- _Your objective_
Reproduce the lines below, swapping "small dome" for "round knob" and keeping every other word unchanged.

- _Material provided_
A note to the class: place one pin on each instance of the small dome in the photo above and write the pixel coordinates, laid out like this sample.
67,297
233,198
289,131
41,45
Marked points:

- _Task solution_
A note to the class: place one pin on each instance of the round knob in the photo above and write the pixel coordinates, laid out like this sample.
67,297
233,198
289,131
41,45
Marked points:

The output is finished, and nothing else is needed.